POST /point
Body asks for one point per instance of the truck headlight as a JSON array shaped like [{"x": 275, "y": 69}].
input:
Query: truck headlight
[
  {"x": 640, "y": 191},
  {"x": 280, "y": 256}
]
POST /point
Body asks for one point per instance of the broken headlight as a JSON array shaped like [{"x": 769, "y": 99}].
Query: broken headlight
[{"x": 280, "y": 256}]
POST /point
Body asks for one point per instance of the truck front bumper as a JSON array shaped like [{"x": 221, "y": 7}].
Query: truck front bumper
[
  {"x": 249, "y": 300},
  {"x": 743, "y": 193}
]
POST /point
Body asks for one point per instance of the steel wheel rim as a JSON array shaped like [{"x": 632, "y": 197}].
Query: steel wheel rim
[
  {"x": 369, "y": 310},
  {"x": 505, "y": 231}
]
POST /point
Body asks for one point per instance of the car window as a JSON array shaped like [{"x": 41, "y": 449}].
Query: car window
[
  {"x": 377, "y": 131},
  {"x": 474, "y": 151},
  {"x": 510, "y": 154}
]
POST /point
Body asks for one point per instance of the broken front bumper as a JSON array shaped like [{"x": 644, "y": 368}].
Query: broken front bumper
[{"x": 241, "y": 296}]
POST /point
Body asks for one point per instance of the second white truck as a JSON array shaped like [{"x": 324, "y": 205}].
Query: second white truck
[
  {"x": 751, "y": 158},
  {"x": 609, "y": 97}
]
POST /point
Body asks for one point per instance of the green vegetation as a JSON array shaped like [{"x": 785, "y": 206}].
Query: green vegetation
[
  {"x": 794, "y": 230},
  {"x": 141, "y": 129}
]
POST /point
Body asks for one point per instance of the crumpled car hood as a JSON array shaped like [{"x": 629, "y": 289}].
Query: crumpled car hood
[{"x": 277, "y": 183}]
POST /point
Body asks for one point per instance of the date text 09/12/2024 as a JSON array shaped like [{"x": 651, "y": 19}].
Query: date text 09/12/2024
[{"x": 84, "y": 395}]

§ How to complete this task
Within the entries above, work out how many lines contain the word "instance". The number alone is the answer.

§ Output for this exercise
10